Directive
Turn these lines into a numbered list, leaving out any blank lines.

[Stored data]
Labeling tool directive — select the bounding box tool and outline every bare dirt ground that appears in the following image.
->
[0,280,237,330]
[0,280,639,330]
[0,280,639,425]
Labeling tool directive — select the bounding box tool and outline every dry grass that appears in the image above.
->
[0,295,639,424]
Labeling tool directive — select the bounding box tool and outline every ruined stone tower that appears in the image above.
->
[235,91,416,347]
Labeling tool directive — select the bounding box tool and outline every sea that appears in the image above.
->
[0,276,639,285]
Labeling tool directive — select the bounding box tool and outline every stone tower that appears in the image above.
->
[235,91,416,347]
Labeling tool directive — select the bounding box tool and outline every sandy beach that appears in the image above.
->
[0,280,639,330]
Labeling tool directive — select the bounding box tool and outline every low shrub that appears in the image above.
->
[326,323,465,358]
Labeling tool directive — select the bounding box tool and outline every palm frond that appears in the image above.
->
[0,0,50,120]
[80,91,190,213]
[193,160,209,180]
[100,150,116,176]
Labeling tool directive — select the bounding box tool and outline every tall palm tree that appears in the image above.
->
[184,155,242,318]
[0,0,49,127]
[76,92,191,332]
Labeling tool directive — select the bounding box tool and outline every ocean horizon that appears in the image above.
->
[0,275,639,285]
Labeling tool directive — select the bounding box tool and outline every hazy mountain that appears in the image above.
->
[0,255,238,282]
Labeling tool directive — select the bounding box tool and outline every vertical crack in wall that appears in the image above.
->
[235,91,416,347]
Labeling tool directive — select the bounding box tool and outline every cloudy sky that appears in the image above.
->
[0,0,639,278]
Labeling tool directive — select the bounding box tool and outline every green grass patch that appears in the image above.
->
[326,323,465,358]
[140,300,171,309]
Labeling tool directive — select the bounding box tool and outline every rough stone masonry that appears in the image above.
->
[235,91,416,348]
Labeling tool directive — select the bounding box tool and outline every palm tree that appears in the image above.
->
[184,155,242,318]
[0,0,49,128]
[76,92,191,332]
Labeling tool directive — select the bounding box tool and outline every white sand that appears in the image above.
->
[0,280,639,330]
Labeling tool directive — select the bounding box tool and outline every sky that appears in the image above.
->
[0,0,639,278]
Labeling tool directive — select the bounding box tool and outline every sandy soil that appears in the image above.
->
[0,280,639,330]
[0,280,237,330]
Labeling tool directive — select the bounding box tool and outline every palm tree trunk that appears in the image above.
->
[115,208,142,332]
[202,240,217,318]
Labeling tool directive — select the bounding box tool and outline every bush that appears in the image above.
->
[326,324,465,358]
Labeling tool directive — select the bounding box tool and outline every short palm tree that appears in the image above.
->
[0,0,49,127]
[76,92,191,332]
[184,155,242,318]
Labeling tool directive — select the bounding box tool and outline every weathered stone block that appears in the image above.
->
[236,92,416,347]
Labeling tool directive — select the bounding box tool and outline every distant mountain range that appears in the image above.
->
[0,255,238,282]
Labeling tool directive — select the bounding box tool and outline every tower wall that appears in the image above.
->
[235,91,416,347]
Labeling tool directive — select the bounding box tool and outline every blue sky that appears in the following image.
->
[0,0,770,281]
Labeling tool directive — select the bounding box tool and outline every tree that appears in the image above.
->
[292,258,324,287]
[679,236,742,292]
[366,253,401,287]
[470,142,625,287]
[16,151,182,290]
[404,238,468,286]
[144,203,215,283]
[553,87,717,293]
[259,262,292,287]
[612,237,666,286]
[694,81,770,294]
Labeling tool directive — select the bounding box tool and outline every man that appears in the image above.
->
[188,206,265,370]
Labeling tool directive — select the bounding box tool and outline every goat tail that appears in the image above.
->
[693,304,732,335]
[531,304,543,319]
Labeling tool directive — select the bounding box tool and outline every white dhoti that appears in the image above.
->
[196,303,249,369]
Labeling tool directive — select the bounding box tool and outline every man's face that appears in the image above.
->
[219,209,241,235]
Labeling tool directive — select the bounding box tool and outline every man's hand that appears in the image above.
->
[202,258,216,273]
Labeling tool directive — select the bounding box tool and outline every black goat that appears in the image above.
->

Output for this exercise
1. Labeling tool directive — select the bounding box tool and outline every bare dirt ground that appears in the following image.
2. ->
3. [0,280,237,330]
4. [0,280,639,330]
5. [0,280,639,425]
6. Labeling tool directive — select the bounding box tool and outline every dry grass that appears in the image above.
7. ->
8. [0,295,639,424]
9. Labeling tool directive — select the bounding box tool and outline every ruined stone tower that appears in the image above.
10. ->
11. [235,91,416,347]
12. Labeling tool directive — select the bounding box tool and outline every sea that appears in the image above.
13. ->
14. [0,276,639,285]
15. Labeling tool directive — select the bounding box tool and outline every stone tower that appears in the image above.
16. ->
17. [235,91,416,347]
18. Labeling tool directive — select the bounding box tool and outline every sandy beach that appears in the image above.
19. ->
20. [0,280,639,330]
21. Labeling tool directive — select the bounding box tool and outline every low shrub that appears in the image above.
22. ->
23. [326,323,465,358]
24. Labeling tool directive — select the bounding box tool and outline every palm frond that appears in the image above.
25. ->
26. [0,0,50,120]
27. [80,91,190,213]
28. [193,160,209,180]
29. [100,150,116,176]
30. Labeling tool directive — select the bounding box tool and outline every tall palm tree that appears in the image above.
31. ->
32. [184,155,242,318]
33. [0,0,49,127]
34. [76,92,191,332]
35. Labeling tool directive — select the bounding box tool and outline every ocean horizon that appears in the image above.
36. ->
37. [0,275,639,285]
38. Labeling tool directive — select the bounding box tool and outline every hazy mountain that appears in the image above.
39. ->
40. [0,255,238,282]
41. Labeling tool directive — select the bounding box tool and outline every vertical crack in wall that appears in the image above.
42. ->
43. [235,91,416,347]
44. Labeling tool directive — select the bounding box tool and outline every cloudy sky that appears in the image above.
45. ->
46. [0,0,639,278]
47. Labeling tool directive — select the bounding box tool and outline every green grass patch that appears in the image above.
48. ->
49. [326,323,465,358]
50. [140,300,171,309]
51. Labeling tool directive — select the bounding box tool and outline every rough stone masonry that appears in the image above.
52. ->
53. [235,91,416,348]
54. Labeling tool directive — select the bounding box tool and outline every palm tree that appears in the image above.
55. ->
56. [184,155,242,318]
57. [0,0,49,128]
58. [76,92,191,332]
59. Labeling tool directive — select the bounding box tool and outline every white sand that appears in the image above.
60. ->
61. [0,280,639,330]
62. Labeling tool directive — select the bounding box tool and outline every sky that appears in the image above.
63. ->
64. [0,0,639,278]
65. Labeling tool directive — select the bounding box tool and outline every sandy soil that appears in the image above.
66. ->
67. [0,280,639,330]
68. [0,280,237,330]
69. Labeling tool directive — select the bounding box tool and outline every palm tree trunk that appears in the image above.
70. ->
71. [115,208,142,332]
72. [202,240,217,318]
73. Labeling tool directive — select the bounding box tool and outline every bush that appears in the image above.
74. ->
75. [326,324,465,358]
76. Labeling tool directive — select the bounding box tool and outline every short palm tree that appears in the image above.
77. ->
78. [0,0,49,127]
79. [76,92,191,332]
80. [184,155,242,318]
81. Labeling tool directive — select the bounding box tool and outline every weathered stone block that appears in the image above.
82. ->
83. [236,92,416,347]
84. Labeling tool directive — select the bounding box tool and outline every distant mountain range that appears in the image above.
85. ->
86. [0,255,238,282]
87. Labeling tool directive — select the bounding box tool and outline every tower wall that appears in the image above.
88. ->
89. [235,91,416,347]
90. Labeling tool directive — select the bounding box tool and outline every blue sky that appears in the following image.
91. ->
92. [0,0,770,281]
93. Labeling tool directive — select the bounding box tool and outline every tree that appears in the image above.
94. ->
95. [292,258,324,287]
96. [679,236,742,292]
97. [366,253,401,287]
98. [470,142,625,287]
99. [16,151,182,290]
100. [404,238,468,286]
101. [144,203,215,283]
102. [553,87,717,293]
103. [259,262,292,287]
104. [612,237,666,286]
105. [694,81,770,294]
106. Labeling tool directive — select the bounding box tool and outline every man that appears in the image above.
107. ->
108. [188,206,265,370]
109. Labeling tool directive — select the bounding box tool and outline every goat tail that appears in the image above.
110. ->
111. [693,304,732,335]
112. [531,304,543,319]
113. Labeling tool directive — select the bounding box tool and outline every white dhoti that appears in the image above.
114. ->
115. [196,303,249,369]
116. Labeling tool directive — select the bounding box tool and outline every man's face that appears in the image above.
117. ->
118. [219,209,241,235]
119. Labeling tool directive — select the bounding box tool and outline every man's hand that appears in the image above.
120. ->
121. [202,258,216,273]
122. Labeling tool directive — select the bounding box tool and outline every black goat that appears in the image above.
123. ->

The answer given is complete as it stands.